• **Task goal**
Count the lines in the data below that contain the string "road", and reply with only that number.

[Region annotation entries]

------------

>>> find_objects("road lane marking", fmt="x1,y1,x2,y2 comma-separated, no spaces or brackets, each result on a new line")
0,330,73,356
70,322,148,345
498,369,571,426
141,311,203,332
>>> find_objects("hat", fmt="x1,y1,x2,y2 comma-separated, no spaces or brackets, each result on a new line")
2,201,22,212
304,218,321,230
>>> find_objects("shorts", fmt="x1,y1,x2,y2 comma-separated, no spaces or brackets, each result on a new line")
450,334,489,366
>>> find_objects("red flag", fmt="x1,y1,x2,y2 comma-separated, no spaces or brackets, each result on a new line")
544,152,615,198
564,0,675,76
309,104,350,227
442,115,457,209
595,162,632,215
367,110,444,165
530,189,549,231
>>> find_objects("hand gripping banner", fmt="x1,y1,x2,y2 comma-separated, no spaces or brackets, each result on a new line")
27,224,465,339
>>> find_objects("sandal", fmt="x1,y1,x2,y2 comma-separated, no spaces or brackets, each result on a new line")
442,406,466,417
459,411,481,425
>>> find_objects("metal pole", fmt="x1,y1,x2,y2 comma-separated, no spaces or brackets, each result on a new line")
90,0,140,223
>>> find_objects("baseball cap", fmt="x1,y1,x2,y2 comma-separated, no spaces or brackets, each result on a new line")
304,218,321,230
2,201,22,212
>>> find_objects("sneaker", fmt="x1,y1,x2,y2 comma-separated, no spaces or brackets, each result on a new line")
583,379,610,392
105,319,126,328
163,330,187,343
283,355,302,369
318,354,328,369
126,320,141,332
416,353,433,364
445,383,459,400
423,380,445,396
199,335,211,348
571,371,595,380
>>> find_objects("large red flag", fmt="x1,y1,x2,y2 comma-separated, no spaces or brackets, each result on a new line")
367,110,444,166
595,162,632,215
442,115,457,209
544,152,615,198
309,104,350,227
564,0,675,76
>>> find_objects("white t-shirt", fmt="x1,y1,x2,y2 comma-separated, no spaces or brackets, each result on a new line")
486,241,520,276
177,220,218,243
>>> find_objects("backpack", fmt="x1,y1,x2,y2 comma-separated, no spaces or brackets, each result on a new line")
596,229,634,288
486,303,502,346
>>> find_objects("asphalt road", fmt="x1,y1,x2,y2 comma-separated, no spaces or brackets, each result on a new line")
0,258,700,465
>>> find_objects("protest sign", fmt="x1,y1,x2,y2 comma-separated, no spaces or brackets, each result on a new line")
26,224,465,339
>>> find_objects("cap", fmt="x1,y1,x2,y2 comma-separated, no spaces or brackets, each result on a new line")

------------

• **Final result**
2